Documento de origem »
§

Leu “Até Amanhã, Camaradas”? Sabia que Manuel Tiago era Cunhal?
Li. Cunhal não queria, e ainda não quer, que se faça misturas entre o artista e o teórico. Acho que, neste aspecto, ele exagera.

Quando é que conheceu Mário Soares?
Na Faculdade em Lisboa, muito fugazmente. Mário Soares é popular, agrada facilmente. São aspectos, porém, muito enganadores que nunca me prenderam muito...

Foi preso pela PIDE, em 1953. Foi muito traumatizante?

§

Os dados »
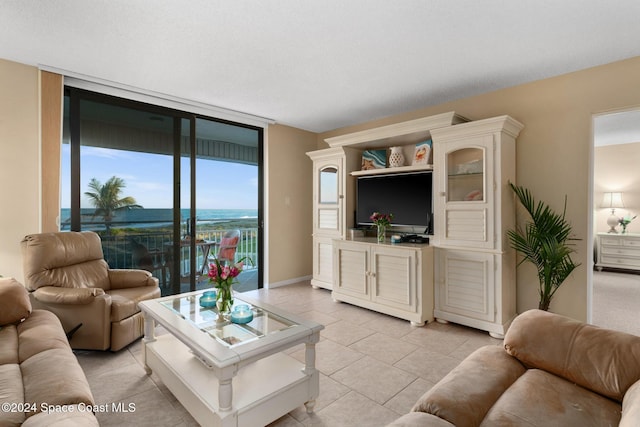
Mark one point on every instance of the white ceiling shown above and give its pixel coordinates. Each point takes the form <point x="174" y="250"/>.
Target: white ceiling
<point x="319" y="65"/>
<point x="621" y="127"/>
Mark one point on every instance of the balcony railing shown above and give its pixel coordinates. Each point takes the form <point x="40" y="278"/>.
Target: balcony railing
<point x="119" y="250"/>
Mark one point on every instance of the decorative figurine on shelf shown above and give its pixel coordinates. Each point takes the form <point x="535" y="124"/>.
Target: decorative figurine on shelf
<point x="625" y="221"/>
<point x="381" y="221"/>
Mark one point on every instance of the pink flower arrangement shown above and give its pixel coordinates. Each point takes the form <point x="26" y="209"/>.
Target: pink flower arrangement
<point x="222" y="277"/>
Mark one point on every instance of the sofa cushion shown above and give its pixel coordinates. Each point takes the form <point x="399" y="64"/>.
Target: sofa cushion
<point x="466" y="394"/>
<point x="9" y="346"/>
<point x="11" y="392"/>
<point x="124" y="302"/>
<point x="78" y="416"/>
<point x="14" y="301"/>
<point x="562" y="403"/>
<point x="40" y="332"/>
<point x="54" y="377"/>
<point x="605" y="361"/>
<point x="420" y="419"/>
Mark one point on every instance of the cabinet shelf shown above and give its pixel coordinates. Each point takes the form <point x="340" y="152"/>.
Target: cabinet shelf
<point x="399" y="169"/>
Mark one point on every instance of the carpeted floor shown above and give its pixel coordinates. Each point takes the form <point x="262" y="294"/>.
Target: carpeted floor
<point x="616" y="301"/>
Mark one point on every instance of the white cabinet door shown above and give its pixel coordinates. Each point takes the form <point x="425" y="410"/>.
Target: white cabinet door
<point x="466" y="285"/>
<point x="393" y="277"/>
<point x="351" y="270"/>
<point x="322" y="262"/>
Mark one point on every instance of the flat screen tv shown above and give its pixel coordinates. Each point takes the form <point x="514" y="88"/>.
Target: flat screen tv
<point x="408" y="196"/>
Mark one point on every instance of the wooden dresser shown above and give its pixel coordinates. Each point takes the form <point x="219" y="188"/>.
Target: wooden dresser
<point x="618" y="251"/>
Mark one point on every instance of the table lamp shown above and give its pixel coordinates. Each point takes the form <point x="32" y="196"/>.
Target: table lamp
<point x="612" y="201"/>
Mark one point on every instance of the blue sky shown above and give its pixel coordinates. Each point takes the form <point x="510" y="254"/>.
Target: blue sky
<point x="149" y="179"/>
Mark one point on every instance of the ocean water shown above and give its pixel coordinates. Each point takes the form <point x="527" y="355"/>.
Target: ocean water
<point x="142" y="218"/>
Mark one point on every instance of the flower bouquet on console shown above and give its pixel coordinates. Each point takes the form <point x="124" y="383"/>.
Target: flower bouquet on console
<point x="222" y="277"/>
<point x="625" y="221"/>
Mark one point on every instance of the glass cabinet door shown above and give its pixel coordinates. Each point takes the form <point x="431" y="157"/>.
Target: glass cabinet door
<point x="328" y="206"/>
<point x="328" y="185"/>
<point x="465" y="175"/>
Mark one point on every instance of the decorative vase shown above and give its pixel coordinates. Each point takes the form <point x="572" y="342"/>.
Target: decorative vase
<point x="382" y="230"/>
<point x="396" y="158"/>
<point x="224" y="301"/>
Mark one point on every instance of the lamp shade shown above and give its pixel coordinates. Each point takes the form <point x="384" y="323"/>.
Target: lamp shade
<point x="612" y="201"/>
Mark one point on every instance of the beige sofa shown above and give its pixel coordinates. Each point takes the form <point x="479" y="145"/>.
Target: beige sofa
<point x="552" y="371"/>
<point x="67" y="275"/>
<point x="41" y="382"/>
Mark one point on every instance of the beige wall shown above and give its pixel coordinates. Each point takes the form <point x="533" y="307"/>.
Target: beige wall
<point x="554" y="149"/>
<point x="19" y="162"/>
<point x="615" y="168"/>
<point x="553" y="159"/>
<point x="289" y="245"/>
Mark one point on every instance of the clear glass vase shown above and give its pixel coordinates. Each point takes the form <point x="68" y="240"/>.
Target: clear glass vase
<point x="224" y="301"/>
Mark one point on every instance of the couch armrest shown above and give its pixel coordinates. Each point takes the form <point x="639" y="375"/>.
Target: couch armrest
<point x="420" y="419"/>
<point x="122" y="279"/>
<point x="631" y="406"/>
<point x="56" y="295"/>
<point x="465" y="395"/>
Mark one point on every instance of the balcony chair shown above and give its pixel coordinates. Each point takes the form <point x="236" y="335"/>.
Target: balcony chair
<point x="66" y="274"/>
<point x="150" y="260"/>
<point x="227" y="247"/>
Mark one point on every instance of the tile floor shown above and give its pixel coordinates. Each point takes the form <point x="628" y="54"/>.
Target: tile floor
<point x="372" y="367"/>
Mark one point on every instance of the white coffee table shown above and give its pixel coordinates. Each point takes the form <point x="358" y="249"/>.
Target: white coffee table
<point x="227" y="374"/>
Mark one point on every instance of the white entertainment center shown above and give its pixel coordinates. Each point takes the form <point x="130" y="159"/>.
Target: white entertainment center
<point x="466" y="274"/>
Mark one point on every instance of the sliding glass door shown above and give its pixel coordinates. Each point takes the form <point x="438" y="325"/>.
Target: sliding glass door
<point x="163" y="188"/>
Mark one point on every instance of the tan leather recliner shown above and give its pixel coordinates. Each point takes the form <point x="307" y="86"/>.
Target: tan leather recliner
<point x="66" y="274"/>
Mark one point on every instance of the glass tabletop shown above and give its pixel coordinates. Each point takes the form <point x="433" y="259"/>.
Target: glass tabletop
<point x="226" y="332"/>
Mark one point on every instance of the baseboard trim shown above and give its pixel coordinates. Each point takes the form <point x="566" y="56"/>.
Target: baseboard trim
<point x="287" y="282"/>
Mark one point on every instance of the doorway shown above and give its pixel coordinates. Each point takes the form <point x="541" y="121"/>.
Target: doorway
<point x="615" y="191"/>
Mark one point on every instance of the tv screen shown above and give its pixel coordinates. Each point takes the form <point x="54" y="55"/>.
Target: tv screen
<point x="408" y="196"/>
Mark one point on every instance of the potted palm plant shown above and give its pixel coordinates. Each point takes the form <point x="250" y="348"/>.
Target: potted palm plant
<point x="545" y="242"/>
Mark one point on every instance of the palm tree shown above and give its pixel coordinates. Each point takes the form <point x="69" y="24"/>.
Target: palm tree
<point x="107" y="199"/>
<point x="544" y="243"/>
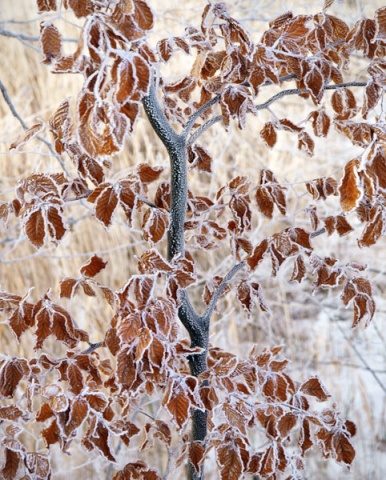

§

Tarefas obrigatórias »
[A] Passe para o inglês esta frase da entrevista: "Mário Soares é popular, agrada facilmente."
[B] Escreva a continuação da entrevista a partir da última pergunta.
As linhas não têm nada a ver com a entrevista.

Respostas do exercício »
[A] Mário Soares is popular; he easily wins people over.

[B]
Em 1953. A razão invocada foi por andar a assinar papéis contra a bomba atómica. Apoiei a conferência do Teixeira de Pascoaes, mas eles já andavam desconfiados. Depois puseram um pide a vigiar-me que alugou um quarto em frente do meu, aqui no Porto. Na prisão estive cerca de seis meses sempre isolado, só tinha a visita da família. Não gosto de falar muito sobre isso e muito menos gosto de fazer papel de herói, até porque nunca me bateram, nunca sofri maus tratos. Os incómodos maiores, se calhar bem piores do que me baterem,  era quando me acordavam a meio da noite. Eu tinha um sono difícil e eles perceberam isso e acordavam-me para ver se eu me descaía. Era terrível.

Como é que viu, enquanto comunista, a Primavera marcelista? Acreditou que algo iria mudar?
Tinha alguma simpatia por Marcello Caetano, mas era um homem sem estofo, não resistiu. E nunca acreditei naquilo. O marcelismo era uma agonia do regime, embora também não soubesse como é que ia terminar, como veio, com o 25 de Abril  — que eu não acreditava que levasse à revolução.

Como é que soube do 25 de Abril?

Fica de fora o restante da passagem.